TASK DESCRIPTION ▸
The exercise asks for every line of the data to be reproduced exactly.

EXERCISE INPUT ▸
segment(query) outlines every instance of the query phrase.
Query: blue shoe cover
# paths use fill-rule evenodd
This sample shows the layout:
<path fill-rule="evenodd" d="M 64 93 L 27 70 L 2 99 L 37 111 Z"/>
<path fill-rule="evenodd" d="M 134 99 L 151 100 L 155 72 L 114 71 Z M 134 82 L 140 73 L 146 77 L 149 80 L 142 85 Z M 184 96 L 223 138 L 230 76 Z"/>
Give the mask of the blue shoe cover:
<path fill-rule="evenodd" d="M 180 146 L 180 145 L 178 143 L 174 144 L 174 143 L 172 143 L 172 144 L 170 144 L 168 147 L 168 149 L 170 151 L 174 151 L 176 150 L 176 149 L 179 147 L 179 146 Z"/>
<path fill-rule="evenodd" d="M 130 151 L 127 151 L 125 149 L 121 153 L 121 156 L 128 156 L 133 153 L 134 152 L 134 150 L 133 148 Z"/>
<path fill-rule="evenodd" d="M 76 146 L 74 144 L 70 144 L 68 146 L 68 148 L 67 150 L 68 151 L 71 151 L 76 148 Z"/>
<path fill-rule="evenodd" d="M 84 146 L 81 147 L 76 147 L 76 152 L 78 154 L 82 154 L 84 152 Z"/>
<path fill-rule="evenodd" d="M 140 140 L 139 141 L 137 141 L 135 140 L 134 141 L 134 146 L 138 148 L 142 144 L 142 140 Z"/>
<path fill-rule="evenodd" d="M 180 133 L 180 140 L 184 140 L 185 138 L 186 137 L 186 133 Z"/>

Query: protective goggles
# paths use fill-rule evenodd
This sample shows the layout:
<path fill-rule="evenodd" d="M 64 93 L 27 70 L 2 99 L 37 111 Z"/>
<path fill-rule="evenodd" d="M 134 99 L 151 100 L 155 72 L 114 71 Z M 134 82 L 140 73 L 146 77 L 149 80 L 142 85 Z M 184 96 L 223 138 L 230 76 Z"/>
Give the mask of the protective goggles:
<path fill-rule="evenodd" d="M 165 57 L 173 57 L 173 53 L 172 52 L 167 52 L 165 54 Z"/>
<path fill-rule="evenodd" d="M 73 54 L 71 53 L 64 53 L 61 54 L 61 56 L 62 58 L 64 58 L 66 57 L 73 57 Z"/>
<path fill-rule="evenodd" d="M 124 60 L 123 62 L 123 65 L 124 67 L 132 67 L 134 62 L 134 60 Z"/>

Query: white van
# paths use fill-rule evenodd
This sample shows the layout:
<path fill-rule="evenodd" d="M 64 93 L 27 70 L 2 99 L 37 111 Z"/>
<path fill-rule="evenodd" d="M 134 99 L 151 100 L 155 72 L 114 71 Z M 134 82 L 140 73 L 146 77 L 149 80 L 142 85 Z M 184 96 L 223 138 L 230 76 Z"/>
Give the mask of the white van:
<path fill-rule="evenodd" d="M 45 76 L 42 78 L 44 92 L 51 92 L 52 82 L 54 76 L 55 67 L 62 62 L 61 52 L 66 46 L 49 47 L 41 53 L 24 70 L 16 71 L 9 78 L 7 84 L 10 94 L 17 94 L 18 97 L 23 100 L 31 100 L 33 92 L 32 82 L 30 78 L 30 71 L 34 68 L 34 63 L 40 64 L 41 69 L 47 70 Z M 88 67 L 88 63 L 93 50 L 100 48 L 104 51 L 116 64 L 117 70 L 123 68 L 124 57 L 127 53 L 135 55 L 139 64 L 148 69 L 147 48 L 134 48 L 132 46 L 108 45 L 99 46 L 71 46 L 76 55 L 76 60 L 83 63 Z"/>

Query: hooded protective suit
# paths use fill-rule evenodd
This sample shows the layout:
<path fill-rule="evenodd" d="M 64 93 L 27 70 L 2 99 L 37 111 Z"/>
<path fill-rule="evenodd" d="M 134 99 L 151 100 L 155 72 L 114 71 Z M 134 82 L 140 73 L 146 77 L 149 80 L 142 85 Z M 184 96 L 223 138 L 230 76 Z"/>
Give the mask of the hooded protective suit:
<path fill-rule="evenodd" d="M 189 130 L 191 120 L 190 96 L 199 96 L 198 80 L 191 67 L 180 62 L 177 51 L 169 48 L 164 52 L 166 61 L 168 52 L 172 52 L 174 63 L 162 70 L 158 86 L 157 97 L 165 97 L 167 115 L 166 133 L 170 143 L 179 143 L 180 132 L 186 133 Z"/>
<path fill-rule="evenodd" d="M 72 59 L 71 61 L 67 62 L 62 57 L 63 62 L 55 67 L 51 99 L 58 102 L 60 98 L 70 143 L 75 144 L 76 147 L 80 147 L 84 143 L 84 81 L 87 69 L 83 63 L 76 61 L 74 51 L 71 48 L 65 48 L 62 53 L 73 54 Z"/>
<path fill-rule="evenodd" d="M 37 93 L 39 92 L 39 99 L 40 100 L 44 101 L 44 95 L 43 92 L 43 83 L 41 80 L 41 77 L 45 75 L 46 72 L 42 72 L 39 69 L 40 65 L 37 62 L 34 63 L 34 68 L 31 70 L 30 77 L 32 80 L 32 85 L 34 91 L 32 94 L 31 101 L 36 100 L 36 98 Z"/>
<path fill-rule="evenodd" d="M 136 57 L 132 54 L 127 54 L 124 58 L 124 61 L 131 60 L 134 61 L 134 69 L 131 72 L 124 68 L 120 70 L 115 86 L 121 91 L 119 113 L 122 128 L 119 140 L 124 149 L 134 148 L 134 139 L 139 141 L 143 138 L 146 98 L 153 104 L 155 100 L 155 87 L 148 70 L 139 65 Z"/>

FINAL RESULT ▸
segment(query) outlines every instance of the query phrase.
Query: blue shoe cover
# paths use fill-rule evenodd
This sample shows the layout:
<path fill-rule="evenodd" d="M 64 93 L 27 70 L 2 99 L 37 111 Z"/>
<path fill-rule="evenodd" d="M 134 99 L 151 100 L 155 72 L 114 71 Z M 134 82 L 140 73 L 146 77 L 149 80 L 142 85 Z M 184 96 L 223 138 L 230 76 Z"/>
Give the mask of the blue shoe cover:
<path fill-rule="evenodd" d="M 180 146 L 180 145 L 178 143 L 174 144 L 174 143 L 172 143 L 172 144 L 170 144 L 168 147 L 168 149 L 170 151 L 174 151 L 176 150 L 176 149 L 179 147 L 179 146 Z"/>
<path fill-rule="evenodd" d="M 130 151 L 127 151 L 125 149 L 121 153 L 121 156 L 128 156 L 133 153 L 134 152 L 134 150 L 133 148 Z"/>
<path fill-rule="evenodd" d="M 76 146 L 74 144 L 70 144 L 68 146 L 68 148 L 67 150 L 68 151 L 71 151 L 76 148 Z"/>
<path fill-rule="evenodd" d="M 84 146 L 81 147 L 76 147 L 76 152 L 78 154 L 82 154 L 84 152 Z"/>
<path fill-rule="evenodd" d="M 140 140 L 139 141 L 137 141 L 135 140 L 134 141 L 134 146 L 138 148 L 142 144 L 142 140 Z"/>
<path fill-rule="evenodd" d="M 180 133 L 180 140 L 184 140 L 185 138 L 186 137 L 186 133 Z"/>

Query: protective goggles
# paths use fill-rule evenodd
This sample shows the layout:
<path fill-rule="evenodd" d="M 64 93 L 27 70 L 2 99 L 37 111 Z"/>
<path fill-rule="evenodd" d="M 134 99 L 151 100 L 155 72 L 114 71 Z M 134 82 L 140 73 L 146 77 L 149 80 L 142 85 Z M 184 96 L 223 138 L 230 76 Z"/>
Give the mask of the protective goggles:
<path fill-rule="evenodd" d="M 165 57 L 173 57 L 173 53 L 172 52 L 167 52 L 165 54 Z"/>
<path fill-rule="evenodd" d="M 73 54 L 71 53 L 64 53 L 61 54 L 61 56 L 62 58 L 64 58 L 66 57 L 73 57 Z"/>
<path fill-rule="evenodd" d="M 124 60 L 123 62 L 123 65 L 124 67 L 132 67 L 134 62 L 134 60 Z"/>

Query: white van
# paths use fill-rule evenodd
This sample shows the layout:
<path fill-rule="evenodd" d="M 64 93 L 27 70 L 2 99 L 37 111 Z"/>
<path fill-rule="evenodd" d="M 134 99 L 151 100 L 155 72 L 114 71 Z M 134 82 L 140 73 L 146 77 L 149 80 L 142 85 Z M 184 96 L 223 138 L 230 76 Z"/>
Give the mask of the white van:
<path fill-rule="evenodd" d="M 45 76 L 42 78 L 44 92 L 51 92 L 52 82 L 54 76 L 55 67 L 62 62 L 61 52 L 66 46 L 49 47 L 41 53 L 24 70 L 16 71 L 9 78 L 7 84 L 10 94 L 17 94 L 18 97 L 23 100 L 31 100 L 33 92 L 32 82 L 30 78 L 30 71 L 34 68 L 34 63 L 40 64 L 41 69 L 47 70 Z M 88 67 L 88 63 L 93 50 L 100 48 L 104 51 L 116 64 L 117 70 L 123 68 L 124 57 L 127 53 L 135 55 L 139 64 L 148 69 L 147 48 L 134 48 L 132 46 L 108 45 L 99 46 L 71 46 L 76 55 L 76 60 L 83 63 Z"/>

Query: hooded protective suit
# paths use fill-rule evenodd
This sample shows the layout:
<path fill-rule="evenodd" d="M 64 93 L 27 70 L 2 99 L 37 111 Z"/>
<path fill-rule="evenodd" d="M 134 99 L 151 100 L 155 72 L 114 71 Z M 134 82 L 140 73 L 146 77 L 149 80 L 142 85 Z M 184 96 L 223 138 L 230 76 Z"/>
Give the mask of the hooded protective suit:
<path fill-rule="evenodd" d="M 189 130 L 191 120 L 190 96 L 199 96 L 198 80 L 191 67 L 180 62 L 177 51 L 169 48 L 164 52 L 166 61 L 168 52 L 172 52 L 174 63 L 162 70 L 158 86 L 157 97 L 165 97 L 167 115 L 166 133 L 170 143 L 179 143 L 180 132 L 186 133 Z"/>
<path fill-rule="evenodd" d="M 72 59 L 71 61 L 67 62 L 62 57 L 63 62 L 55 67 L 51 99 L 58 102 L 60 98 L 70 143 L 75 144 L 76 147 L 80 147 L 84 143 L 84 81 L 87 69 L 83 63 L 76 61 L 74 51 L 71 48 L 65 48 L 62 53 L 73 54 Z"/>
<path fill-rule="evenodd" d="M 37 93 L 39 92 L 39 99 L 40 100 L 44 101 L 44 95 L 43 92 L 43 83 L 41 80 L 41 77 L 45 75 L 46 72 L 42 72 L 39 69 L 40 65 L 37 62 L 34 63 L 34 68 L 31 70 L 30 77 L 32 80 L 32 85 L 34 91 L 32 94 L 31 101 L 36 100 L 36 98 Z"/>
<path fill-rule="evenodd" d="M 136 57 L 132 54 L 127 54 L 124 58 L 124 61 L 131 60 L 134 61 L 134 69 L 131 72 L 124 68 L 120 70 L 115 86 L 121 91 L 119 113 L 122 128 L 119 140 L 124 149 L 134 148 L 134 139 L 139 141 L 143 138 L 146 98 L 153 104 L 155 100 L 155 87 L 148 70 L 139 65 Z"/>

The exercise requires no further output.